> _Exercise task 1_: In the rows below, convert the part that opens with the line containing "find woman's left" and closes with the end of the rows into a numbered list, leaving out any blank lines.

## BEGIN Text segment

Greenpeace activists at the Ramsar conference hold banner reading 'World Bank: Stop mangrove destruction' to protest World Bank lending to the shrimp aquaculture industry.
The Ramsar Convention meeting in Valencia, Spain is the perfect
place to highlight the World Bank's role in wetland devastation.
Ramsar is an international agreement to conserve and promote the
wise use wetlands. Lamentably, some of the mangrove wetlands being
destroyed for conversion to World-Bank funded shrimp farms are
actually sites protected under Ramsar.
Devastating delicacy
Cultivated shrimp, the devastating delicacy found on dinner
plates in Europe, Japan and the USA, is the primary cause of
mangrove and wetland destruction throughout the tropics. Fragile
and endangered, mangroves grow in saltwater wetlands along coastal
areas -- the saltwater equivalents of the rain forests. Hosting
ecosystems incredibly rich in biodiversity, mangrove forests are
one of the world's most productive types of ecosystem and form
important breeding grounds for fish and other water creatures.

## END Text segment
## BEGIN Stored data

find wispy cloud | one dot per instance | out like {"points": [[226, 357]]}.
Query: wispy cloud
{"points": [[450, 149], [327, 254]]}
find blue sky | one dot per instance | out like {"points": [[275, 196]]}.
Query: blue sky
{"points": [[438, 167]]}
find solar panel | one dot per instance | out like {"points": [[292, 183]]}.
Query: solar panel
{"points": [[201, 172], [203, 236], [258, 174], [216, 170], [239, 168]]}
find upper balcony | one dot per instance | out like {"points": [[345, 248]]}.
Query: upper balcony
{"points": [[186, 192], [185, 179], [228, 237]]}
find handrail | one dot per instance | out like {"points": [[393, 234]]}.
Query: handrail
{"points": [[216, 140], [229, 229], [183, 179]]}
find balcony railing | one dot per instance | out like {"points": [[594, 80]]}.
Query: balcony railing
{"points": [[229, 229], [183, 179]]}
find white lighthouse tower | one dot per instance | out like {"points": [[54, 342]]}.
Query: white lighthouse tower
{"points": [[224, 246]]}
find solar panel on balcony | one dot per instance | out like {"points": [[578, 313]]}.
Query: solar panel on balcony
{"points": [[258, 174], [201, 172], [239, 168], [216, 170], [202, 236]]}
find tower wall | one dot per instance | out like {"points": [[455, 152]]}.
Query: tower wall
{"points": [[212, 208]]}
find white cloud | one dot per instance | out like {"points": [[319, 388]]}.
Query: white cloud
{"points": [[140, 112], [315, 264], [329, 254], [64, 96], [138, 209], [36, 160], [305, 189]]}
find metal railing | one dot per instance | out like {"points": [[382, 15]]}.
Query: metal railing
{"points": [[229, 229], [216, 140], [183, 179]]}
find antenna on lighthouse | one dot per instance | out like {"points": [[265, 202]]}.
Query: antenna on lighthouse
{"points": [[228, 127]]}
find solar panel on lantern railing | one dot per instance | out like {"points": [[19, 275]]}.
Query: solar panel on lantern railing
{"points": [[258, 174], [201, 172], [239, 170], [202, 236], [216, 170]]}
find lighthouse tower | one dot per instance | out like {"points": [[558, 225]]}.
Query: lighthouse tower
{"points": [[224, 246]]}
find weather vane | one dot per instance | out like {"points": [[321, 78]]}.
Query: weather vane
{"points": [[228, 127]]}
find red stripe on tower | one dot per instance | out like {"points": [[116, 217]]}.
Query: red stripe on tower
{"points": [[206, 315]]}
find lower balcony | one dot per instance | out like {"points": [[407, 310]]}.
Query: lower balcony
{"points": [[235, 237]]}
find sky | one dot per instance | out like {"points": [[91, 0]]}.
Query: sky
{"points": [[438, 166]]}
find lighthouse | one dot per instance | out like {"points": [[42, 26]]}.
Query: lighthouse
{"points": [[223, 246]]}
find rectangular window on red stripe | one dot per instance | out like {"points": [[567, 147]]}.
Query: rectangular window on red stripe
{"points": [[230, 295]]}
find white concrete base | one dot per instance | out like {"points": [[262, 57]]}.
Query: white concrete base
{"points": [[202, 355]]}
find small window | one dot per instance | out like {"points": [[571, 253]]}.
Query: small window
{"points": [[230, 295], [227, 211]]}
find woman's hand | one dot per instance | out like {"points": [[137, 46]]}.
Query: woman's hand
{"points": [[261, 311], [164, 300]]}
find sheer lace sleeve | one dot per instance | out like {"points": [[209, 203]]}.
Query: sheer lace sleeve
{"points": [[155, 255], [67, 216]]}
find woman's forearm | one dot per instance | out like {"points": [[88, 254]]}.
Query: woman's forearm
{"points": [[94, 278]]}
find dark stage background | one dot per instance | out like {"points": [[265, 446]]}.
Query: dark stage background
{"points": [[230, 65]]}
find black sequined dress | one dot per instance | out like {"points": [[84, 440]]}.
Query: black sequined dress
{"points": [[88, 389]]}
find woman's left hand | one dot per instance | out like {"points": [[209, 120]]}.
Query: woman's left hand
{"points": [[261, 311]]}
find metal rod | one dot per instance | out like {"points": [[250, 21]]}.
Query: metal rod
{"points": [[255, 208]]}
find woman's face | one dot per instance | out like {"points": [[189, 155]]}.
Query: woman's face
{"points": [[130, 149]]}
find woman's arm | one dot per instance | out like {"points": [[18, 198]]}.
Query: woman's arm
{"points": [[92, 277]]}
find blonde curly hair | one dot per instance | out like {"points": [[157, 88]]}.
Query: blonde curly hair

## END Stored data

> _Exercise task 2_: Transcribe the part of the text on mangrove destruction above that opens with the words containing "Greenpeace activists at" and closes with "in wetland devastation.".

> _Written response 1_:
1. find woman's left hand | one dot per instance | out like {"points": [[209, 120]]}.
2. Query: woman's left hand
3. {"points": [[261, 311]]}
4. find metal rod | one dot per instance | out like {"points": [[250, 21]]}.
5. Query: metal rod
6. {"points": [[255, 208]]}
7. find woman's face | one dot per instance | out like {"points": [[189, 155]]}.
8. Query: woman's face
9. {"points": [[130, 149]]}
10. find woman's arm | one dot per instance | out like {"points": [[18, 198]]}.
11. Query: woman's arm
12. {"points": [[92, 277]]}
13. find blonde curly hair | one dot per instance | out like {"points": [[157, 88]]}.
14. Query: blonde curly hair

> _Written response 2_:
Greenpeace activists at the Ramsar conference hold banner reading 'World Bank: Stop mangrove destruction' to protest World Bank lending to the shrimp aquaculture industry.
The Ramsar Convention meeting in Valencia, Spain is the perfect
place to highlight the World Bank's role in wetland devastation.